ページ抜粋:
――以上が「四谷怪談」と聞いて多くの人が思い出す、鶴屋南北の歌舞伎『東海道四谷怪談』のストーリーだ。しかしモデルとなった元の逸話はだいぶ筋が異なっている。

 元ネタ『四ツ谷雑談集(ぞうたんしゅう)』のお岩は若い頃の疱瘡(ほうそう)で片目を失っている。後妻をとりたい田宮(たみや)伊右衛門たちの罠にはめられ、家を追い出されるところまでは似ているが、毒薬も殺人もなく離縁はスムーズに成立。しかしその後、三番町の武家屋敷に奉公していたお岩は、知人づてに伊右衛門の卑怯な嘘を知る。怒り狂ったお岩は鬼のごとき形相で屋敷を飛び出し、四谷方面へと疾走。そして四谷見附(よつやみつけ)から外濠の向こうへと渡り、西へと駆け抜けていったのだが……。

 ここで、お岩の消息はぷっつりと途絶えてしまう。

 なぜか彼女は四谷左門町の田宮家に駆け込んでいないのだ。そんなお岩が再び姿を現すのは15年も後のこと。ただこれも死霊なのか生きているのかが定かではない。

課題のねらい:
四谷怪談についての文章から、「元ネタ『四ツ谷雑談集(ぞうた」という語句を含むところで始め、「きているのかが定かではない。」の後で終えて、その部分を一字も変えずに書き写すこと。

データ集から取り出した行:
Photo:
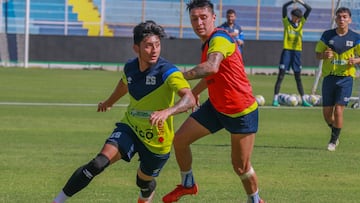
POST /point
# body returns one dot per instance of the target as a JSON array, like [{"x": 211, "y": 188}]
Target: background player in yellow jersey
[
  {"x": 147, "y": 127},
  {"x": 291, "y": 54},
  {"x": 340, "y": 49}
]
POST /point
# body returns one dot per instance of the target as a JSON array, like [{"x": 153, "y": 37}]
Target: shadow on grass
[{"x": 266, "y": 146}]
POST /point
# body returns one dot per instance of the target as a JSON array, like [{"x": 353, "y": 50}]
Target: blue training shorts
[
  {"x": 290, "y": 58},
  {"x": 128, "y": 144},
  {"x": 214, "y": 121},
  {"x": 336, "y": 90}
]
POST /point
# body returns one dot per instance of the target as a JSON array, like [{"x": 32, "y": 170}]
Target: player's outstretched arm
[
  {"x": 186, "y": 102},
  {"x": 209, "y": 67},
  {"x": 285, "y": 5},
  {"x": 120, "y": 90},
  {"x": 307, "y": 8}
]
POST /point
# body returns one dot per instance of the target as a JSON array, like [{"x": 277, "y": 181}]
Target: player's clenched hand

* * *

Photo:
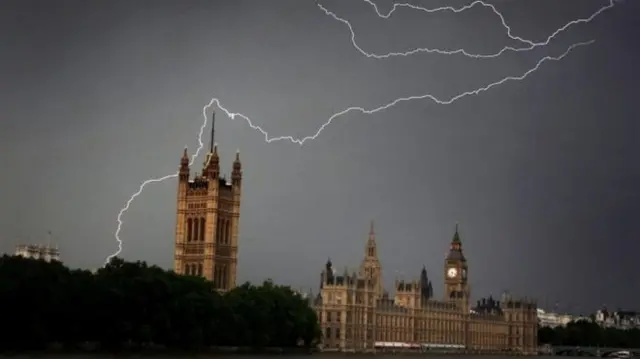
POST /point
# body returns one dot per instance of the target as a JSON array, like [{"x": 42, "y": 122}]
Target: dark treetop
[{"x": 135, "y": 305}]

課題の結果:
元ネタ『四ツ谷雑談集(ぞうたんしゅう)』のお岩は若い頃の疱瘡(ほうそう)で片目を失っている。後妻をとりたい田宮(たみや)伊右衛門たちの罠にはめられ、家を追い出されるところまでは似ているが、毒薬も殺人もなく離縁はスムーズに成立。しかしその後、三番町の武家屋敷に奉公していたお岩は、知人づてに伊右衛門の卑怯な嘘を知る。怒り狂ったお岩は鬼のごとき形相で屋敷を飛び出し、四谷方面へと疾走。そして四谷見附(よつやみつけ)から外濠の向こうへと渡り、西へと駆け抜けていったのだが……。

 ここで、お岩の消息はぷっつりと途絶えてしまう。

 なぜか彼女は四谷左門町の田宮家に駆け込んでいないのだ。そんなお岩が再び姿を現すのは15年も後のこと。ただこれも死霊なのか生きているのかが定かではない。